• TRECHO FORNECIDO:
***

Basta olhar os antecedentes históricos para constatar que a percepção da economia anda de mãos dadas com a boa ou má aprovação do governante. Quando a economia vai bem, a valoração geral é positiva (Lula, mesmo reprovado setorialmente pelas suas escolhas ideológicas, saiu do palácio com 83% de aprovação, apesar do mensalão e de todas as roubalheiras que aconteciam debaixo dos tapetes das estatais, destacadamente na Petrobras); quando tudo vai mal, o governante colhe a má plantação, e tanto as elites como as classes populares e a mídia passam a praguejar infernalmente sua administração.

O que acaba de ser narrado é tão velho como o antigo Egito, “onde os faraós rezavam incansavelmente para que o rio Nilo nunca secasse. Rio seco significava más colheitas e tudo era de responsabilidade do faraó (mesmo as coisas incontroláveis pelo humano); os súditos, quando ocorria uma longa estiagem, interpretavam isso como perda dos poderes e dos favores divinos do governante, o que lhes obrigava a tirá-lo do trono”[1].


A realidade da crise brasileira

Por dever do meu ofício de estudante e pesquisador independente, sei que vou ativar em seguida o córtex da ínsula (que representa as emoções negativas como injustiça e desgosto), assim como o córtex órbitofrontal (que representa os valores morais[2]) dos admiradores de Dilma. Vejo isso como o ônus que pagamos sempre que nos colocamos como partidaristas ou sectaristas de uma causa, de uma pessoa, de um time, de um partido, de um ídolo, de uma religião ou de uma ideologia, deixando que as paixões promovam as devidas distorções da realidade.

Dilma (do mesmo modo o PT) está colhendo o que plantou. Caiu na armadilha do PC4: faltou Pão, Circo, Competência administrativa e Confiança e, de sobra, veio o envolvimento do seu partido com a Corrupção.

A questão do pão: quando o bolso sente (bolso do pobre, que afeta sua alimentação, e bolso das elites, quando perdem seus lucros), a popularidade do presidente cai, sobretudo em regimes presidencialistas como o nosso, em que tudo é creditado ou debitado em sua conta. Inflação, desemprego, recessão e PIB negativo geram críticas, desespero e insatisfação.

***

• SEGMENTO DE DADOS:
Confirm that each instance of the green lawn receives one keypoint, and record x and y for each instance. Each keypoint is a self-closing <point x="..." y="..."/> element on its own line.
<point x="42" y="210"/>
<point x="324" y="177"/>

***

• TAREFAS A REALIZAR:
(1) No trecho fornecido, reescreva a passagem de "A realidade da" até "com a Corrupção.", trocando "partido" por "grupo".
(2) Quais fatores, segundo o trecho fornecido, geram críticas, desespero e insatisfação?
(3) Responda com base no trecho fornecido:
(a) Com que percentual de aprovação Lula saiu do palácio?
(b) Pelo que os faraós rezavam incansavelmente?
(c) O que representa o córtex da ínsula?
As linhas provêm de uma fonte diferente da do trecho fornecido.

• RESPOSTAS RESOLVIDAS:
(1)
A realidade da crise brasileira

Por dever do meu ofício de estudante e pesquisador independente, sei que vou ativar em seguida o córtex da ínsula (que representa as emoções negativas como injustiça e desgosto), assim como o córtex órbitofrontal (que representa os valores morais[2]) dos admiradores de Dilma. Vejo isso como o ônus que pagamos sempre que nos colocamos como partidaristas ou sectaristas de uma causa, de uma pessoa, de um time, de um grupo, de um ídolo, de uma religião ou de uma ideologia, deixando que as paixões promovam as devidas distorções da realidade.

Dilma (do mesmo modo o PT) está colhendo o que plantou. Caiu na armadilha do PC4: faltou Pão, Circo, Competência administrativa e Confiança e, de sobra, veio o envolvimento do seu grupo com a Corrupção.

(2) Inflação, desemprego, recessão e PIB negativo.

(3)
(a) 83%.
(b) Para que o rio Nilo nunca secasse.
(c) As emoções negativas, como injustiça e desgosto.